■ Records from a data source

#####

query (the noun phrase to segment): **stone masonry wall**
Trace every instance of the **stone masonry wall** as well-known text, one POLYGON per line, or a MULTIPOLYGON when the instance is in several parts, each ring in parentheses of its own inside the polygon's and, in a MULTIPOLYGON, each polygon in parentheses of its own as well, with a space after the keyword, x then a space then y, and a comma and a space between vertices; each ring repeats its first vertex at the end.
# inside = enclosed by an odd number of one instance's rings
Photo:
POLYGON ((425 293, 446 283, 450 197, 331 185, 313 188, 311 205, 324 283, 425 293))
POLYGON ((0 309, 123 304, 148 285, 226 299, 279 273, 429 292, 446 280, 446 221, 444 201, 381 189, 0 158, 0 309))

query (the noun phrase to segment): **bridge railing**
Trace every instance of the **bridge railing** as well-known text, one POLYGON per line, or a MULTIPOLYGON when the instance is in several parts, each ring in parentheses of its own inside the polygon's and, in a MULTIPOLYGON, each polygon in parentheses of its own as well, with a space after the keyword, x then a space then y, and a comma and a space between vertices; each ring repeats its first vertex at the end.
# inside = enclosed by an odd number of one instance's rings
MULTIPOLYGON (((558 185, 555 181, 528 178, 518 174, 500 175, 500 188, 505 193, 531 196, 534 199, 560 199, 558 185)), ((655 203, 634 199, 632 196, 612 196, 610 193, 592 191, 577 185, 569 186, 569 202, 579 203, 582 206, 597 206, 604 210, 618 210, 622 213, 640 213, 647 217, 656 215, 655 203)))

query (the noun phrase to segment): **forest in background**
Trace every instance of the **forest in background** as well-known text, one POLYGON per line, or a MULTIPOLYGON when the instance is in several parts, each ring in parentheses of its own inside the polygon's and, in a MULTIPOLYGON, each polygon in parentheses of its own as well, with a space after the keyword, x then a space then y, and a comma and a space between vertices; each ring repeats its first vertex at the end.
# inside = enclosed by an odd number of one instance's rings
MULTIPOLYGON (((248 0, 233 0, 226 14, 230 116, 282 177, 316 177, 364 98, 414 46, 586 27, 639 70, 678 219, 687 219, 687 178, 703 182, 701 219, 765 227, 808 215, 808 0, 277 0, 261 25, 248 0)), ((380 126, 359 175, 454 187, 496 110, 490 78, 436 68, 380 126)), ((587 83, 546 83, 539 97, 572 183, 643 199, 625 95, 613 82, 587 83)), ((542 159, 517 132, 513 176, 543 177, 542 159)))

#####

■ What the task requires
Rewrite the records above as a numbered list, leaving out blank lines, starting at the beginning of the records and ending at the line containing "POLYGON ((0 309, 123".

■ Task answer
1. query (the noun phrase to segment): **stone masonry wall**
2. Trace every instance of the **stone masonry wall** as well-known text, one POLYGON per line, or a MULTIPOLYGON when the instance is in several parts, each ring in parentheses of its own inside the polygon's and, in a MULTIPOLYGON, each polygon in parentheses of its own as well, with a space after the keyword, x then a space then y, and a comma and a space between vertices; each ring repeats its first vertex at the end.
3. # inside = enclosed by an odd number of one instance's rings
4. Photo:
5. POLYGON ((425 293, 446 283, 450 197, 331 185, 313 188, 311 205, 324 283, 425 293))
6. POLYGON ((0 309, 123 304, 148 285, 226 299, 279 273, 429 292, 446 280, 446 221, 444 201, 381 189, 0 158, 0 309))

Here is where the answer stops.